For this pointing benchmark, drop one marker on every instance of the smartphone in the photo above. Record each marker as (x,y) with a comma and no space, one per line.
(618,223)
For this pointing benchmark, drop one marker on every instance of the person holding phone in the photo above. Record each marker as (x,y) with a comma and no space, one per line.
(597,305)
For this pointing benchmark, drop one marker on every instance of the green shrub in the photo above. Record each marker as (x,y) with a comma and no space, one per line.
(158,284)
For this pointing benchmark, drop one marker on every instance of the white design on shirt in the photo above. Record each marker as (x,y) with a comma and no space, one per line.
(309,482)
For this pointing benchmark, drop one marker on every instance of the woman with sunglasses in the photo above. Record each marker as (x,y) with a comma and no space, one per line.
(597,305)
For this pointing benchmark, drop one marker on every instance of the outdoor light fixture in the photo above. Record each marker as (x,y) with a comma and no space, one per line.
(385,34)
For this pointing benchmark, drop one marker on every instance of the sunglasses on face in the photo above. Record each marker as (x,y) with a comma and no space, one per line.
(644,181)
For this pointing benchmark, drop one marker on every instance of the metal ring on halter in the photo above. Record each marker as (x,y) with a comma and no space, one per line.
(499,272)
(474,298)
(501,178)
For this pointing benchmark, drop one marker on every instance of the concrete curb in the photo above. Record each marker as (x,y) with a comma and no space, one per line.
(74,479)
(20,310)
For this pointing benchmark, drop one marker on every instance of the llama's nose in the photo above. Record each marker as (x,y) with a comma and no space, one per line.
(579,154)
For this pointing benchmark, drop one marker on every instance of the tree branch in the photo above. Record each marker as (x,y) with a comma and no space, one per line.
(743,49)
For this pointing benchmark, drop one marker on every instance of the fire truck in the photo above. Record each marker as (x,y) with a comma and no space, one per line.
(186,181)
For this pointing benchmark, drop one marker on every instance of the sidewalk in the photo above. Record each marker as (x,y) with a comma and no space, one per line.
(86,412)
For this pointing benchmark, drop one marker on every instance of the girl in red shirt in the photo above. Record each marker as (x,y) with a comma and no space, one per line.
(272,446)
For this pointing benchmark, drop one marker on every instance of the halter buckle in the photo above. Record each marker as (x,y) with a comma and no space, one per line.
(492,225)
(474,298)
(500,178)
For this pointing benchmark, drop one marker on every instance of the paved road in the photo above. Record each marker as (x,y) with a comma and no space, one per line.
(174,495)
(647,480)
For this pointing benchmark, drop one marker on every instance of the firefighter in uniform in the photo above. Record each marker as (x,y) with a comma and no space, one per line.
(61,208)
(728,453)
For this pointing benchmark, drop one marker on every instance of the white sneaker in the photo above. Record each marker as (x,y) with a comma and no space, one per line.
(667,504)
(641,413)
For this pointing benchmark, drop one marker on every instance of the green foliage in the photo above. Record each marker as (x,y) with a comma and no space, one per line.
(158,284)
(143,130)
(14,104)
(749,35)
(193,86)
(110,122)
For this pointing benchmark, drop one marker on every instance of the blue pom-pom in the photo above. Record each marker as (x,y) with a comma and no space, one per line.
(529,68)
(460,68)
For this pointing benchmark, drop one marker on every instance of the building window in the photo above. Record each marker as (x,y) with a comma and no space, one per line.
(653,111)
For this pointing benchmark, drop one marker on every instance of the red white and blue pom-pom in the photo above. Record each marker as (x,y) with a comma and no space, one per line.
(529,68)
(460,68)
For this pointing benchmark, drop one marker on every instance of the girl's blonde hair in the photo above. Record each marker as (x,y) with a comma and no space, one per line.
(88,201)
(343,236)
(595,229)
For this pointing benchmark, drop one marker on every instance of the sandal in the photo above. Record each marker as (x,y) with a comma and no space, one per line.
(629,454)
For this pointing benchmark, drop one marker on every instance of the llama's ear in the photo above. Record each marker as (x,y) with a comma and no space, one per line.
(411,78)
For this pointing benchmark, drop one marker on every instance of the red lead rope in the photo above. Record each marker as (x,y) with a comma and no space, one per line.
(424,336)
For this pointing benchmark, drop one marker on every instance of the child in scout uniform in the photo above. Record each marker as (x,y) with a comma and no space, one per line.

- - - - -

» **What to do**: Please rewrite everything from the line containing "the llama's ear" down to the end of the listing, requests included, with every coordinate in the answers multiplied by 0.75 and rounded to a whole number (halves round up). Give only those lines.

» **Solution to the exercise**:
For this pointing benchmark, drop one marker on every instance of the llama's ear in the photo above. Record each marker as (x,y) with a comma and no space, one per line.
(308,59)
For this pointing benchmark, drop one marker on every instance of the red lead rope in the photo above. Record each marker as (x,y) with a comma and no space, one per line.
(318,252)
For this pointing benchmark, drop one marker on every instance of the child in scout uniform in the photo above. Record each marker as (x,y) with a comma and no space, one per line.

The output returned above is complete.